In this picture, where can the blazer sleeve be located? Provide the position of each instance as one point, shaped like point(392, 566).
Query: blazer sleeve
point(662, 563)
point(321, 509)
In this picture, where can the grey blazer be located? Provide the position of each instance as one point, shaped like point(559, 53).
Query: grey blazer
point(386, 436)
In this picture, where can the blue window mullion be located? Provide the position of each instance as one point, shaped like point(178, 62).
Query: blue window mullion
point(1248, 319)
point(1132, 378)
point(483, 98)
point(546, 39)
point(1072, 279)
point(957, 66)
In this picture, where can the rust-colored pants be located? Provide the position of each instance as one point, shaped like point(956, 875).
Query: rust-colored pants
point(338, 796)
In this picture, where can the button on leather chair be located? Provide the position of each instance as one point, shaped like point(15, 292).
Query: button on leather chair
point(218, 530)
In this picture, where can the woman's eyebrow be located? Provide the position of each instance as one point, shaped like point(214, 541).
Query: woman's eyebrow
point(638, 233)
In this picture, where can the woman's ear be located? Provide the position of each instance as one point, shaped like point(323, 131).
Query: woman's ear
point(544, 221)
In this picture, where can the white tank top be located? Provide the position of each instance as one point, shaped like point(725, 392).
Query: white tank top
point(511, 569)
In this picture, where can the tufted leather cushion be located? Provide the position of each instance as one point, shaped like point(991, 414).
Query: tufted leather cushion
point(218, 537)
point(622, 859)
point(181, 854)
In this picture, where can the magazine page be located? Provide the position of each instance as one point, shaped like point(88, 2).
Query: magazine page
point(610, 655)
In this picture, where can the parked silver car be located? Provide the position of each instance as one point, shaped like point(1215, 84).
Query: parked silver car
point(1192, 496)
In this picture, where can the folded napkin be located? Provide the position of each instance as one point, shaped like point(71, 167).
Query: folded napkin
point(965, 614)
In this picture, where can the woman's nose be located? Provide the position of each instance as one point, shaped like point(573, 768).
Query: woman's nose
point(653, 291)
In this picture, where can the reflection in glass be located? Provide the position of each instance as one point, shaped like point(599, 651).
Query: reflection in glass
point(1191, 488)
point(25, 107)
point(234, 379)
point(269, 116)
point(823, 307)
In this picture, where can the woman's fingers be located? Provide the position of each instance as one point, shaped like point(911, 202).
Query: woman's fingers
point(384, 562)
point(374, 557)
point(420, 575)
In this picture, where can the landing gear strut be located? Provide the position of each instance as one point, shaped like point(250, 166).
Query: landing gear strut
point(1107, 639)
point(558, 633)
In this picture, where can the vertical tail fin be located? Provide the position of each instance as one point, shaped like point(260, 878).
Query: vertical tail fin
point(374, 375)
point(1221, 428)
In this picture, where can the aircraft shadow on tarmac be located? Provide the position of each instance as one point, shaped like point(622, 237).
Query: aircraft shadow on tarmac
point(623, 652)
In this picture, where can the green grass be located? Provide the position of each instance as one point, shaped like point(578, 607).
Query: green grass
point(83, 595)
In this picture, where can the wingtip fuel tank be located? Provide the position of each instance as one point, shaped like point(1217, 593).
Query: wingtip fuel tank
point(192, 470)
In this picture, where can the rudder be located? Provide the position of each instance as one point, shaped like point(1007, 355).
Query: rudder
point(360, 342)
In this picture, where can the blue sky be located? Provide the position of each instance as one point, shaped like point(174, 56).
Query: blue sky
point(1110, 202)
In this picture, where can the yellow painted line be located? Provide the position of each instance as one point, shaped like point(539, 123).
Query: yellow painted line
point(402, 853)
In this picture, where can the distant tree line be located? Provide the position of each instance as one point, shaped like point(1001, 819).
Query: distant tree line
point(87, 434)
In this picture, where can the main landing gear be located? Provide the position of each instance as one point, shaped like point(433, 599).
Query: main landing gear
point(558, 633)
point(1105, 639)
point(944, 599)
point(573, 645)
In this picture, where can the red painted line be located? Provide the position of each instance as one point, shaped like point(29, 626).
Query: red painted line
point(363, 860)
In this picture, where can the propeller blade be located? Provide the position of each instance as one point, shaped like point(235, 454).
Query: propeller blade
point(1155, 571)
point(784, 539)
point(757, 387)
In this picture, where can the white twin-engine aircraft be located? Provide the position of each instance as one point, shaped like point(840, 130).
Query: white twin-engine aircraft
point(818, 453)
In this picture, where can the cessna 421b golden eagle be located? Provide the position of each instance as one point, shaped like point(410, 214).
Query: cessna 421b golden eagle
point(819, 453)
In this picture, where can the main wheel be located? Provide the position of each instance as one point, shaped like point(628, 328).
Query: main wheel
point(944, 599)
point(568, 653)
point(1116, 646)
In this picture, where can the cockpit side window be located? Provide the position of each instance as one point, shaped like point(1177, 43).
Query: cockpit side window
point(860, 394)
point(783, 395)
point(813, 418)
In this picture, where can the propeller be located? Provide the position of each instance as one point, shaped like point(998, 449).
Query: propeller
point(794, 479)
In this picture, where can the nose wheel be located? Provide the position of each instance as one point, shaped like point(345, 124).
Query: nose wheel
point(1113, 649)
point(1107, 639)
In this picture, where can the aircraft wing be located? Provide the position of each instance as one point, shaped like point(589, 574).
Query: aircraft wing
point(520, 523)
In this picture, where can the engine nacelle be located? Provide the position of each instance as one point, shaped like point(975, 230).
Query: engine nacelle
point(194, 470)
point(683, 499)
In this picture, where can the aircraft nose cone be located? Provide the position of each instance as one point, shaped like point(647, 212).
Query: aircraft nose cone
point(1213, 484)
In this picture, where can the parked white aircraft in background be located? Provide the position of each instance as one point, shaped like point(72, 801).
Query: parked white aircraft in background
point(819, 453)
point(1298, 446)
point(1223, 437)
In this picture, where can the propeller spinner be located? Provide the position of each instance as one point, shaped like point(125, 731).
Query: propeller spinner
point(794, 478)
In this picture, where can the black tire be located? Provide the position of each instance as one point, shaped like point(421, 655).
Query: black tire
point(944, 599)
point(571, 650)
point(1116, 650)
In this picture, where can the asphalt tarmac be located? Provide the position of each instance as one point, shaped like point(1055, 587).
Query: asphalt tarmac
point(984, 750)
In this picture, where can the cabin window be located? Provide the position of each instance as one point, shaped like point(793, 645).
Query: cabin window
+===+
What to work on: Return every line of the material above verbatim, in its original order and with no changes.

Solution to this task:
In this picture, where can the blazer sleeve be located? Provide the position of each instance as one point, shaped like point(392, 566).
Query: blazer sleeve
point(662, 563)
point(321, 509)
In this picture, where can the grey blazer be located? Provide the position of each instance as one point, shaped like point(559, 53).
Query: grey blazer
point(386, 436)
In this picture, where can the blue window mullion be located? Provide the position of each instance as one point, shaped like point(178, 62).
Query: blue window mullion
point(1248, 319)
point(1132, 378)
point(483, 98)
point(546, 39)
point(1072, 279)
point(957, 66)
In this picture, where can the rust-colored pants be located? Provide the position of each instance as one point, shaped like point(956, 875).
Query: rust-colored pants
point(338, 796)
In this picture, where can the button on leather chair be located? Provide the position of each instance as one point, shaped like point(15, 292).
Query: button on leather chair
point(218, 530)
In this picture, where can the woman's eyebrow be located? Provide the position of each instance as one point, shaped like point(214, 541).
Query: woman's eyebrow
point(638, 233)
In this picture, where can the woman's ear be located? Provide the position of each instance as one point, shaped like point(323, 131).
Query: woman's ear
point(544, 221)
In this picture, where can the white tank top be located? Provide the position of each instance as one point, shaped like point(725, 392).
Query: white tank top
point(511, 569)
In this picture, where can the tufted leather cushion be located? Provide the position of each instance as one point, shaped like point(991, 414).
Query: tufted leather cushion
point(218, 537)
point(622, 859)
point(181, 854)
In this picture, where can the magazine page be located? Provide the position of each instance as one point, shaped like point(88, 2).
Query: magazine page
point(610, 655)
In this picture, where can the parked silver car be located? Provide the position of each instance as one point, shaped like point(1215, 84).
Query: parked silver car
point(1192, 496)
In this picture, where can the folded napkin be located? Provide the position of each instance as one point, shaped like point(71, 167).
Query: folded napkin
point(965, 614)
In this picture, where can the woman's nose be located? Provide the position of each instance as one point, shaped like point(573, 768).
Query: woman's nose
point(653, 291)
In this picture, where can the reflection in glass be located? Provide the position of each instance as one point, shaped like point(599, 651).
Query: reflection in glass
point(1191, 488)
point(25, 107)
point(234, 379)
point(269, 116)
point(823, 307)
In this picture, where can the woman's fingers be located? Provide the position of each instance as one point, shaped like point(911, 202).
Query: woman's fingers
point(384, 562)
point(374, 557)
point(420, 575)
In this picture, where can the landing gear strut be located? Provide the position of each instance as one point, shaped like point(250, 166).
Query: landing gear strut
point(1107, 639)
point(558, 633)
In this picture, where can the vertical tail fin be located? Provide the position of each instance as one point, shaped like point(260, 878).
Query: vertical tail fin
point(374, 375)
point(1221, 428)
In this picture, where can the aircraft shadow on tarmac be located? Provide the position of each instance as one point, shaped like point(622, 237).
Query: aircraft shadow on tarmac
point(623, 652)
In this picture, where can the green grass be located? Provide the position of each instance as one point, shaped like point(578, 607).
Query: green grass
point(83, 595)
In this picture, where can the wingtip fuel tank be located? Provide the position of each instance as one point, shaped like point(1217, 593).
Query: wingtip fuel tank
point(192, 470)
In this picture, where can the rudder be located? Provide the position of each instance as one point, shaped like point(1007, 355).
Query: rudder
point(360, 342)
In this picture, where can the blue sky be located? Provide the position of each instance as one point, shaped like point(174, 56).
Query: blue sky
point(1110, 202)
In this picture, where can the yellow painted line be located? Provide the position of each instance as one point, shaped like point(539, 123).
Query: yellow painted line
point(402, 853)
In this picture, where can the distant tree line be located? Provide the position of each instance as one point, shaped like point(1001, 819).
Query: distant tree line
point(87, 434)
In this picture, where can the main landing gear be located? Provide the position of each instance as one point, shaped like point(433, 599).
Query: main landing gear
point(558, 633)
point(1105, 639)
point(944, 599)
point(573, 645)
In this picture, where can the red painted line be located? Provide the position of each instance as one point, shaped like point(29, 626).
Query: red painted line
point(363, 860)
In this picture, where can the propeller blade be located? Provide the position of each instance as one point, shaped like point(235, 454).
Query: propeller blade
point(1155, 571)
point(784, 539)
point(757, 387)
In this picture, where can the white twin-engine aircraft be located? Provide the position of each instance as one point, shaped like point(840, 130).
Query: white twin-engine aircraft
point(818, 453)
In this picture, where can the cessna 421b golden eagle be located? Provide the position of each instance as one point, shaped like point(410, 214).
Query: cessna 421b golden eagle
point(819, 453)
In this picture, where can the main wheel be located? Provide the position of each instance as one point, shaped like point(628, 328).
Query: main wheel
point(944, 599)
point(568, 653)
point(1116, 646)
In this picture, where can the cockpit side window be located? Provide the position of each instance as one point, shaped like point(1177, 43).
Query: cockpit side window
point(860, 394)
point(783, 395)
point(813, 418)
In this picture, where can the propeller be located? Provide the position of each instance as one point, shaped like point(998, 449).
Query: propeller
point(794, 479)
In this picture, where can the nose wheel be located? Provide the position of each instance as one point, shaped like point(345, 124).
Query: nose wheel
point(1113, 649)
point(1107, 639)
In this picture, where can the aircraft wing be located? Provide the position of each instance as one point, shaped like point(589, 574).
Query: aircraft wing
point(520, 523)
In this picture, where can the engine nacelle be located? Provide the position of each instance as one point, shaped like point(975, 230).
Query: engine nacelle
point(194, 470)
point(683, 499)
In this picture, where can the aircraft nose cone be located? Provide the position of each instance as one point, shaped like point(647, 212).
Query: aircraft nose cone
point(1213, 484)
In this picture, where can the parked white aircraft in background be located? Provide the position of each instance as one point, shaped like point(72, 801).
Query: parked white aircraft in background
point(819, 453)
point(1298, 446)
point(1223, 437)
In this picture, where can the propeller spinner be located? Provide the position of each instance as one point, shaped like point(125, 731).
Query: propeller spinner
point(794, 478)
In this picture, where can the black tire be located? Provide the position of each instance as one point, shaped like point(421, 655).
Query: black tire
point(944, 599)
point(571, 650)
point(1116, 650)
In this picture, where can the asphalt tarmac be located? Provide the position of each instance as one point, shaped like point(1055, 587).
Query: asphalt tarmac
point(984, 750)
In this picture, where can the cabin window be located? Provide the position of each instance as one point, shaped like point(793, 645).
Query: cabin window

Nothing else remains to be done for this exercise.